## Task to complete
Only the text of the records, copied exactly, is wanted; no pictures.

## Material to process

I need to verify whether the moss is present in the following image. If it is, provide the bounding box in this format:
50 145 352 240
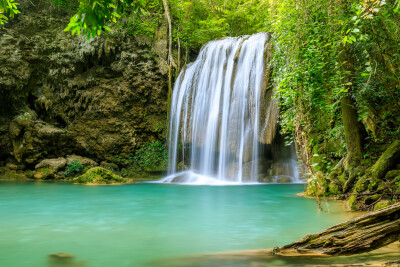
353 175 370 193
371 140 400 180
328 182 342 195
34 168 54 180
338 171 347 184
74 167 129 184
348 195 358 210
368 178 384 192
385 170 400 180
373 200 392 211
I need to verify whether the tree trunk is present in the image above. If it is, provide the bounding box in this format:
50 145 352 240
162 0 174 121
162 0 173 68
277 203 400 256
340 95 364 169
338 1 367 170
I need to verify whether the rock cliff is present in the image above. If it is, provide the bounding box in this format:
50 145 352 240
0 1 169 169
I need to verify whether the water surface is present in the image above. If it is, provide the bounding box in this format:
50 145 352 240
0 182 357 267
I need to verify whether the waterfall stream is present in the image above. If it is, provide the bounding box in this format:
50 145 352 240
160 33 301 184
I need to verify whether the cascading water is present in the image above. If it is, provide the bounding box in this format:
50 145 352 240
160 33 301 184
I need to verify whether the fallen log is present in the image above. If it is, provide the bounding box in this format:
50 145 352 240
278 203 400 256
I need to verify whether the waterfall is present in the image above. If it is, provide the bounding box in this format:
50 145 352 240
160 33 301 185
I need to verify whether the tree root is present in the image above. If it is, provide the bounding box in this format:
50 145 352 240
277 203 400 256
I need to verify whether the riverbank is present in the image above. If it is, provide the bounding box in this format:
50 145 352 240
159 242 400 267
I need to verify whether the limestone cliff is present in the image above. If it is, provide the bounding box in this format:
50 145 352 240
0 1 169 168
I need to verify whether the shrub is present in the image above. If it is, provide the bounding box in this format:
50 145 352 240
65 160 84 177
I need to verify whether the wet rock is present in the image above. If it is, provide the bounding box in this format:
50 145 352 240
48 252 86 267
74 167 129 184
259 176 274 183
35 158 67 172
177 161 188 171
276 176 292 183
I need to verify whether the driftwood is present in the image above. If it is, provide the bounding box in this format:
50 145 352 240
278 203 400 256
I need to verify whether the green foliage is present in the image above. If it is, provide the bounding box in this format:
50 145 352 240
0 0 20 25
64 0 145 38
132 141 167 171
121 0 162 37
50 0 79 8
270 0 400 172
169 0 269 50
65 160 84 176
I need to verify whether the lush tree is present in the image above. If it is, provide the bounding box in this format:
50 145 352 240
0 0 20 25
270 0 400 176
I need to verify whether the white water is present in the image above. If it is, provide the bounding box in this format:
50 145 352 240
160 33 301 185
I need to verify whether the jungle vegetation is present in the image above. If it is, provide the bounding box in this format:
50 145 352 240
1 0 399 190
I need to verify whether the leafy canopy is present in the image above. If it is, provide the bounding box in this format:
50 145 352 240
0 0 20 25
64 0 145 38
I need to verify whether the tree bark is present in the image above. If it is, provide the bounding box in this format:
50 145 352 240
277 203 400 256
162 0 173 68
340 95 365 169
162 0 175 103
338 1 367 170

## Problem solution
I need to verify whether the moss is present in the following image. If it is, provide the bounding box in this format:
50 145 352 240
353 175 370 193
371 140 400 180
328 182 342 195
34 168 54 180
338 171 347 184
74 167 129 184
348 195 358 210
368 178 384 192
385 170 400 180
373 200 392 211
I need to verify whether the tree trunk is present in the image above. If it is, provide the bounding box in this format:
50 145 352 240
162 0 174 121
162 0 173 68
277 203 400 256
340 95 364 169
338 1 367 170
I need to verify whether the rock cliff is present in the image above. If it is, provide the bounding box in this format:
50 145 352 240
0 1 169 169
I need to verify whether the water surface is present in the image above. If it is, provide the bounding box in this format:
50 145 352 240
0 182 357 267
I need to verify whether the waterfall stream is present in the image above. If it is, provide the bounding box in this format:
50 145 352 240
160 33 301 184
I need to verify whether the cascading water is present in the image above. If it is, provide the bounding box in this format:
50 145 352 240
160 33 301 184
I need to verify whether the fallen log is present in the image above. If it is, provide the bounding box in this format:
50 145 352 240
278 203 400 256
I need to verify whether the waterfall is present in the image above. If it is, provide the bounding box in this format:
50 145 352 240
160 33 301 185
I need to verify whether the tree root is present in the image above. If it is, provide the bounding box in this format:
50 145 352 240
277 203 400 256
I need to verify whether the riverbank is present in the image above. If it is, provide the bounding box in this format:
50 145 352 240
159 242 400 267
I need to verify whether the limestone cliff is present in the image above. If it is, provide the bounding box in this format:
50 145 352 240
0 1 169 168
I need to verify whether the shrub is present in the image above. If it is, provide the bounding box in this format:
50 145 352 240
65 160 84 177
I need to verify whether the wet rock is present in the image above. If it is, provide the bounding box in this format:
50 145 352 240
48 252 86 267
74 167 129 184
259 176 274 183
35 158 67 172
177 161 188 171
276 176 292 183
I need to verify whether the driftwood is present in the image above. If it is, provide the bounding box in this format:
50 145 352 240
278 203 400 256
I need to verify whether the green foliage is present in the image above. If it is, provide the bounding box in this format:
50 145 352 240
0 0 20 25
64 0 145 38
132 141 167 171
121 0 162 37
50 0 79 8
270 0 400 172
169 0 269 50
65 160 84 176
I need to verify whether the lush tree is present in the image above. If it is, provide the bounding box in this format:
50 145 352 240
0 0 20 25
270 0 400 176
I need to verify whether the white water is present in the image above. If it is, provide the bounding box in this format:
50 145 352 240
160 33 301 185
I need to verify whether the jungle vegetation is present in the image above. If it is, provide the bounding box in this format:
50 145 352 240
1 0 399 190
I need to verify whether the leafy canopy is present in the image above. If it is, provide the bounding box in this format:
50 145 352 240
0 0 20 25
64 0 145 38
I need to verify whether the tree bark is present in the image above. If it is, provide the bounding box in this format:
50 145 352 240
277 203 400 256
162 0 173 68
340 95 365 169
162 0 175 103
338 1 367 170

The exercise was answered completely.